GIVEN REQUEST: Locate each line below containing the string "curved", with case significant, and copy those lines.
━━ TASK INPUT
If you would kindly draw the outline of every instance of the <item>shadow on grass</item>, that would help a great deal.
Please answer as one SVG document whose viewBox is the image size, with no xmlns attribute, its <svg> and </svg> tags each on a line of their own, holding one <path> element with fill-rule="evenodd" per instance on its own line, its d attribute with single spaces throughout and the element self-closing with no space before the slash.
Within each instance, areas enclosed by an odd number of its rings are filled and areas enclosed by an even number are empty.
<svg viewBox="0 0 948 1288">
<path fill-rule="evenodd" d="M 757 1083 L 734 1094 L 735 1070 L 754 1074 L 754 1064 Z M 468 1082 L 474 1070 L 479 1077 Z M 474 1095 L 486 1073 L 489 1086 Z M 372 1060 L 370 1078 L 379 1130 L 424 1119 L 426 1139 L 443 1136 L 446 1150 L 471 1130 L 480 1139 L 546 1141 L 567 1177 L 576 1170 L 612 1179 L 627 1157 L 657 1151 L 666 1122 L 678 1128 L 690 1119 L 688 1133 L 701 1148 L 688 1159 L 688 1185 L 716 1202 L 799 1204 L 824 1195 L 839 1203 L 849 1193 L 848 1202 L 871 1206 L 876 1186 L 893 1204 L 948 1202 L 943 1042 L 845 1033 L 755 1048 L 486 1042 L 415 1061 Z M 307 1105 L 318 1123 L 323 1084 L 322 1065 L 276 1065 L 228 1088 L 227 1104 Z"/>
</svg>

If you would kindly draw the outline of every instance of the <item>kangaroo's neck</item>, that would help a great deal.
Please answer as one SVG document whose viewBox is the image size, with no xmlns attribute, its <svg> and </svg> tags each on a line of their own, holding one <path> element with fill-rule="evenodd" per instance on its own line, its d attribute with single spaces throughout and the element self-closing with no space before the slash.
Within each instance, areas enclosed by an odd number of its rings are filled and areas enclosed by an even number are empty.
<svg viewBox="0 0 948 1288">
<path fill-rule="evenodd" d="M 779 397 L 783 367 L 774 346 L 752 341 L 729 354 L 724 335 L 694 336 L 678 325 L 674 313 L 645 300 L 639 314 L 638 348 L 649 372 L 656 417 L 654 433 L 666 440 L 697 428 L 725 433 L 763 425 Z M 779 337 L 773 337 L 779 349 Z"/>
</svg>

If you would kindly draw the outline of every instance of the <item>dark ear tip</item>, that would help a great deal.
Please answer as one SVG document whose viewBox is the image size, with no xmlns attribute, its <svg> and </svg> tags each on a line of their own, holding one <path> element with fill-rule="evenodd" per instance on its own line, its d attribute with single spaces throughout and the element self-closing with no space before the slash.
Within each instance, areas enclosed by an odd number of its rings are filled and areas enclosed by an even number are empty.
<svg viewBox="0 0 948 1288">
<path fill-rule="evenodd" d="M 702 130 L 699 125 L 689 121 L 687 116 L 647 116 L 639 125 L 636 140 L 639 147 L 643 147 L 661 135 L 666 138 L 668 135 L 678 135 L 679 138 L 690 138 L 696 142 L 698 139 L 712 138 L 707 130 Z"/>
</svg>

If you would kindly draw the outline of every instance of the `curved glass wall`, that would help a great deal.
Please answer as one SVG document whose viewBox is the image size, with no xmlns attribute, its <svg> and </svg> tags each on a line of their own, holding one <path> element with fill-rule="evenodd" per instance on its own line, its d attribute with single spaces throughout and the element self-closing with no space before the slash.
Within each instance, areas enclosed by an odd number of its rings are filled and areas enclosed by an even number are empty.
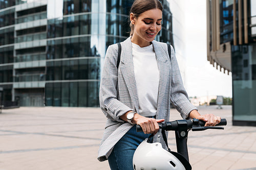
<svg viewBox="0 0 256 170">
<path fill-rule="evenodd" d="M 173 43 L 168 3 L 160 1 L 162 30 L 156 40 Z M 0 1 L 0 83 L 15 82 L 12 98 L 24 100 L 22 106 L 29 106 L 26 101 L 36 94 L 45 95 L 46 106 L 99 106 L 105 53 L 129 36 L 133 2 Z"/>
<path fill-rule="evenodd" d="M 14 25 L 15 8 L 0 12 L 0 28 Z"/>
<path fill-rule="evenodd" d="M 0 64 L 13 62 L 13 46 L 0 48 Z"/>
<path fill-rule="evenodd" d="M 233 40 L 233 1 L 220 1 L 221 44 Z"/>
<path fill-rule="evenodd" d="M 0 1 L 0 9 L 15 5 L 15 0 Z"/>
<path fill-rule="evenodd" d="M 99 80 L 100 59 L 48 61 L 46 80 Z"/>
<path fill-rule="evenodd" d="M 0 29 L 0 46 L 14 42 L 14 28 Z"/>
<path fill-rule="evenodd" d="M 232 45 L 233 124 L 255 125 L 256 44 Z"/>
</svg>

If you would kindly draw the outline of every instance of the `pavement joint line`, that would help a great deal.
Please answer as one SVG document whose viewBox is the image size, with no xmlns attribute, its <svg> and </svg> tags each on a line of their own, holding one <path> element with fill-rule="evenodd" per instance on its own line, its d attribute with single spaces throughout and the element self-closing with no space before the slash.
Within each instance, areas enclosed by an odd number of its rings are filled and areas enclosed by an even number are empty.
<svg viewBox="0 0 256 170">
<path fill-rule="evenodd" d="M 63 137 L 77 138 L 77 139 L 91 139 L 91 140 L 101 140 L 101 139 L 100 139 L 100 138 L 91 138 L 91 137 L 79 137 L 79 136 L 69 136 L 69 135 L 51 134 L 48 134 L 48 133 L 37 133 L 37 132 L 31 133 L 31 132 L 24 132 L 7 131 L 7 130 L 0 130 L 0 131 L 5 132 L 15 133 L 16 134 L 22 134 L 22 135 L 33 134 L 33 135 L 51 136 L 56 136 L 56 137 Z"/>
<path fill-rule="evenodd" d="M 69 147 L 29 149 L 25 150 L 0 151 L 0 154 L 24 153 L 24 152 L 33 152 L 33 151 L 50 151 L 50 150 L 68 150 L 68 149 L 72 149 L 81 148 L 99 147 L 99 144 L 93 144 L 75 145 L 75 146 L 69 146 Z"/>
<path fill-rule="evenodd" d="M 97 122 L 97 123 L 102 123 L 101 122 Z M 1 123 L 1 122 L 0 122 Z M 82 123 L 62 123 L 62 124 L 35 124 L 35 125 L 27 125 L 27 124 L 23 124 L 23 125 L 8 125 L 8 127 L 23 127 L 23 126 L 27 126 L 27 127 L 30 127 L 30 126 L 52 126 L 52 125 L 84 125 L 84 124 L 95 124 L 95 122 L 89 122 L 89 123 L 86 123 L 86 122 L 82 122 Z M 0 127 L 5 127 L 6 126 L 0 126 Z"/>
</svg>

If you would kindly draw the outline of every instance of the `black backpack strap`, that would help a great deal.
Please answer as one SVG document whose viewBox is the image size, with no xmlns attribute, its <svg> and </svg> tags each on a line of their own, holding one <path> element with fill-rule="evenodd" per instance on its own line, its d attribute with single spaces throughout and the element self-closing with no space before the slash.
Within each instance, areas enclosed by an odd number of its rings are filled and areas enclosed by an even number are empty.
<svg viewBox="0 0 256 170">
<path fill-rule="evenodd" d="M 117 56 L 117 63 L 116 64 L 116 67 L 118 69 L 120 63 L 120 58 L 121 56 L 121 51 L 122 51 L 122 46 L 120 42 L 117 43 L 117 45 L 118 45 L 118 56 Z"/>
<path fill-rule="evenodd" d="M 168 54 L 169 54 L 169 57 L 170 58 L 170 45 L 167 43 L 167 47 L 168 47 Z"/>
</svg>

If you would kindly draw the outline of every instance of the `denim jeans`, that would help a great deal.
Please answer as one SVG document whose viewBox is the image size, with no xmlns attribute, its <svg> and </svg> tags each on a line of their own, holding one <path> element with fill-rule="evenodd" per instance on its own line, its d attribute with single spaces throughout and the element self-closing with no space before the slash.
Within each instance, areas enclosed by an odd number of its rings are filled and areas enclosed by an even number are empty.
<svg viewBox="0 0 256 170">
<path fill-rule="evenodd" d="M 137 132 L 134 126 L 117 142 L 109 157 L 111 170 L 133 170 L 133 157 L 137 147 L 150 134 Z"/>
</svg>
━━━━
CORRECT RESPONSE:
If you would kindly draw the outline of every instance of the `curved glass wall`, that would help a great deal.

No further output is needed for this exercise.